__EXERCISE AIM__. Please copy every one of the records below word for word, keeping each line unchanged.

__Rows from a pointing dataset__.
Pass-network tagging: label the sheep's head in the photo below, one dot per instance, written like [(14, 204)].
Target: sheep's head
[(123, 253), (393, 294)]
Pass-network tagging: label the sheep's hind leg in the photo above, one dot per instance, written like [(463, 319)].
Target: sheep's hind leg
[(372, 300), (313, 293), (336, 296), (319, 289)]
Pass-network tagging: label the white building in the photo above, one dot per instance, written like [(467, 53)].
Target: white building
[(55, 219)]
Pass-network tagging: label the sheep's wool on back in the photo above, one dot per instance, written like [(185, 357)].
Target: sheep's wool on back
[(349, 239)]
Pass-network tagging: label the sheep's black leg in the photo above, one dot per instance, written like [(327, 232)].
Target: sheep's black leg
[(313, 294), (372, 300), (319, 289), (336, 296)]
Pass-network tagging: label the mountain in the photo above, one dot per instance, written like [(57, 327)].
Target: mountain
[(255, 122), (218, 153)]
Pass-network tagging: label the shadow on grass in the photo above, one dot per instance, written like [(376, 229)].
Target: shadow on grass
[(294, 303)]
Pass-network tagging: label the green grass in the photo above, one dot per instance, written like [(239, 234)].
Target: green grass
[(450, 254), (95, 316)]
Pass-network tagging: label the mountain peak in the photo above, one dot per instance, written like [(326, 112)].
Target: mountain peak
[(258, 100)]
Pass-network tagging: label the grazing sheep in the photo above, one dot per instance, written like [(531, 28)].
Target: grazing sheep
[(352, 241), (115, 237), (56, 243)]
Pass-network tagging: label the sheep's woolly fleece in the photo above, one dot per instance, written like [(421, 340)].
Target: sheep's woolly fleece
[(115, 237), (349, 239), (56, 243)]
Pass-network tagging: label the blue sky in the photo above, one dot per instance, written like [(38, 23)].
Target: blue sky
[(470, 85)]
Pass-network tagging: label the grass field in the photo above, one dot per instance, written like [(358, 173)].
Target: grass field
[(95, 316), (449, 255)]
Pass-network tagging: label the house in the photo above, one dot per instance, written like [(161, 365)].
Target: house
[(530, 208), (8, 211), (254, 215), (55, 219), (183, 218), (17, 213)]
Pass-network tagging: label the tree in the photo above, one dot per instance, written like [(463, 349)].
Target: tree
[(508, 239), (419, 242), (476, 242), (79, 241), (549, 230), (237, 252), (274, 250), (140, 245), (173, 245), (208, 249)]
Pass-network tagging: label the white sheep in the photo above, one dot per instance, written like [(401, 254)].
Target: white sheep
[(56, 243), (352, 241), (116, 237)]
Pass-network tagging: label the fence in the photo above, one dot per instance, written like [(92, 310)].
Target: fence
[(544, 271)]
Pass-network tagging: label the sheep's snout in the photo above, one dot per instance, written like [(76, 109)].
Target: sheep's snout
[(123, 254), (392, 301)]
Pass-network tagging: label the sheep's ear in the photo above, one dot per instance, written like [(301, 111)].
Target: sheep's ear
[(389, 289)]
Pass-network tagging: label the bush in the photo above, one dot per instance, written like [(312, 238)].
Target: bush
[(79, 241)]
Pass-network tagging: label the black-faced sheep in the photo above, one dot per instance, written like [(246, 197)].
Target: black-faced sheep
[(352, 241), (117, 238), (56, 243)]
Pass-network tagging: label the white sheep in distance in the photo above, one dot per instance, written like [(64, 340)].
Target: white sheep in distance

__ANSWER FOR THIS EXERCISE__.
Pass-network tagging: label the sheep's head in the photo below, one dot per instance, written like [(14, 204)].
Target: sheep's head
[(123, 253), (393, 294)]
Pass-network tagging: label the sheep's hind leg in the photo above, one dot per instance, written like [(463, 319)].
Target: sheep's hind leg
[(372, 300), (313, 293), (336, 296), (319, 289)]
Pass-network tagging: label the white building in the photo above, one dot per instance, written like [(467, 53)].
Target: white building
[(55, 219)]
Pass-network tagging: label the sheep's wool on back in the photo above, one dot per instance, written like [(185, 357)].
Target: sheep's wool on back
[(349, 239)]
Pass-network tagging: label the sheep's black leg in the photo above, one dot per instance, written like [(327, 232)].
Target: sheep's black leg
[(313, 294), (372, 300), (319, 289), (336, 296)]
Pass-network tagging: label the mountain in the photo above, one dot per instance, written like [(57, 327)].
Target: mountain
[(255, 122), (218, 153)]
Pass-network tagging: label the shadow on grass in the photo above, one dot per instance, written like [(376, 229)].
Target: shadow on grass
[(294, 303)]
Pass-network tagging: label the green grass in the photo above, one dot per instance, written like [(239, 234)].
Target: green grass
[(450, 254), (95, 316)]
Pass-network tagging: label the mountain peak in the photo above, one dot per instance, written like [(326, 112)].
Target: mountain peak
[(258, 100)]
Pass-network tagging: label the grazing sheep in the photo above, one dot per instance, written like [(531, 28)].
Target: grazing sheep
[(352, 241), (115, 237), (56, 243)]
Pass-network tagging: label the sheep's woolly fleece in the photo above, one dot per instance, written like [(421, 340)].
Target: sheep's woolly fleece
[(115, 237), (349, 239), (56, 243)]
Pass-network tagging: label the blue sky in the photo above, one dot per instance, written like [(38, 23)].
Target: blue sky
[(470, 85)]
Pass-network tagging: label the grass field in the photo above, one dot per instance, written like [(358, 173)].
Target: grass field
[(95, 316), (449, 255)]
Pass-network tagging: label the house in the photo above, one dot per instance, written like [(161, 365)].
Target: house
[(530, 208), (8, 211), (254, 215), (55, 219), (183, 218), (17, 213)]
Pass-network tagging: label the tree in the photo above, one dot per instance, written like [(463, 349)].
Target: tree
[(508, 239), (419, 242), (476, 242), (79, 241), (549, 230), (237, 252), (274, 250), (140, 245), (173, 245), (208, 249)]
Pass-network tagging: label the white sheep in the photo above, one dot per instance, written like [(401, 254)].
Target: white sheep
[(56, 243), (352, 241), (116, 237)]
Pass-network tagging: label the fence in the photo above, one dot per instance, written like [(92, 310)].
Target: fence
[(544, 271)]
Pass-network tagging: label the sheep's snout in the photo above, one dot per instance, written like [(76, 109)].
Target: sheep's snout
[(123, 254), (392, 301)]
Pass-network tagging: label the sheep's ear in the photo above, one dot per instance, written like [(301, 111)].
Target: sheep's ear
[(389, 289)]
Pass-network tagging: label the bush in the photo above, one dot per instance, written like [(312, 238)].
Target: bush
[(79, 241)]
Pass-network tagging: label the black-faced sheep in the photo above, one dot per instance, written like [(246, 197)].
Target: black-faced sheep
[(352, 241), (117, 238), (56, 243)]
Pass-network tagging: label the white sheep in distance in the photo above, one dot per instance, written like [(64, 340)].
Target: white sheep in distance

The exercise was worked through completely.